[Recorded data]
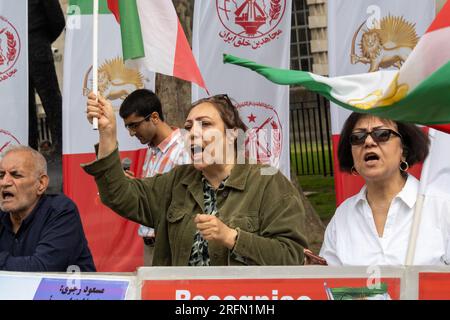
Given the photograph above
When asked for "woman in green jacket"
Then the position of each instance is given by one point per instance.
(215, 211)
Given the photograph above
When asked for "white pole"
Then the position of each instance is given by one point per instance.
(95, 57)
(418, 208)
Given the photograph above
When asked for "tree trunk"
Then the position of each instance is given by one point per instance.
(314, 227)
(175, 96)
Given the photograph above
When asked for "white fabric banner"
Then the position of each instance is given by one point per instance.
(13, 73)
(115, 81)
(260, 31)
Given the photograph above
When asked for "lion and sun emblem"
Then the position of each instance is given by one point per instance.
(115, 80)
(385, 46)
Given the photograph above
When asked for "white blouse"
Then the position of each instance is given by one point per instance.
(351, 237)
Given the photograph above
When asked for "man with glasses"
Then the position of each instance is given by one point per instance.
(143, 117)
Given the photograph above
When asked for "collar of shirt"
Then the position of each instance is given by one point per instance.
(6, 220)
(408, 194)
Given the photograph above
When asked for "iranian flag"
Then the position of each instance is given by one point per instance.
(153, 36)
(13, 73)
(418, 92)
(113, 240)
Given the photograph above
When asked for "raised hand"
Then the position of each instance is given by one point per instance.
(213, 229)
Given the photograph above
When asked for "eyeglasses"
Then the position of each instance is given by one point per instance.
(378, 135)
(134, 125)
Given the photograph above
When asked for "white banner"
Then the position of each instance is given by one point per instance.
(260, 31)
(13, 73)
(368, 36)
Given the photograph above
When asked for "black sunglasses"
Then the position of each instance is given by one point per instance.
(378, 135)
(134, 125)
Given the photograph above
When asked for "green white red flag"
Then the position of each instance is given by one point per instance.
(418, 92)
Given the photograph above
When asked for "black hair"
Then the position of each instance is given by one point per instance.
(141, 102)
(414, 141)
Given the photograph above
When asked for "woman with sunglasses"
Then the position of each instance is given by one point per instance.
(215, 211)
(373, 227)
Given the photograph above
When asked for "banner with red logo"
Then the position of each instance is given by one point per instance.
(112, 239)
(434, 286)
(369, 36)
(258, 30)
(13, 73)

* * *

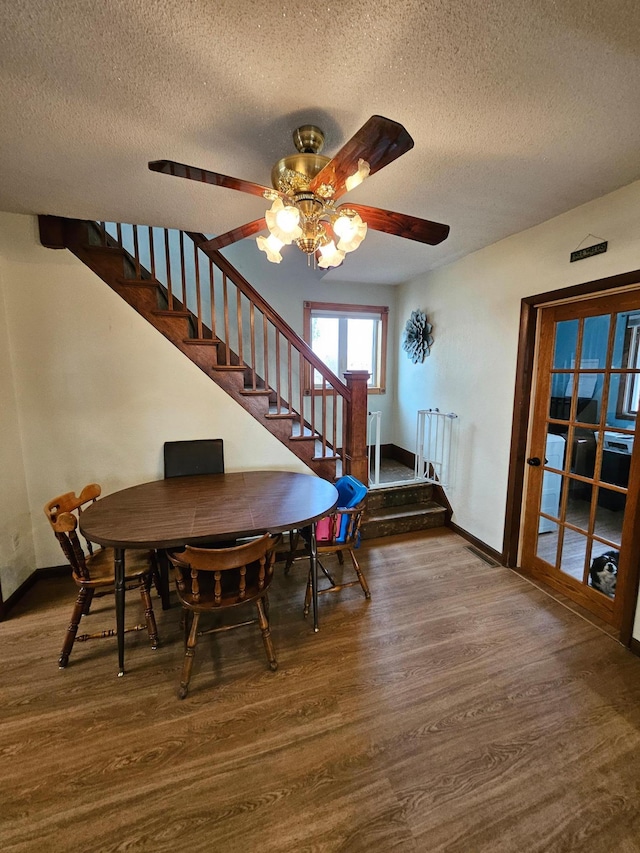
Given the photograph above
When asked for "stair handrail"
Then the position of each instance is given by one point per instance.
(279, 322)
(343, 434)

**Exercise objective**.
The answer should be all lines from the entries above that hold the word "with".

**Solution to this problem**.
When asked for "man with glasses"
When asked for "woman with sunglasses"
When asked for "banner with red logo"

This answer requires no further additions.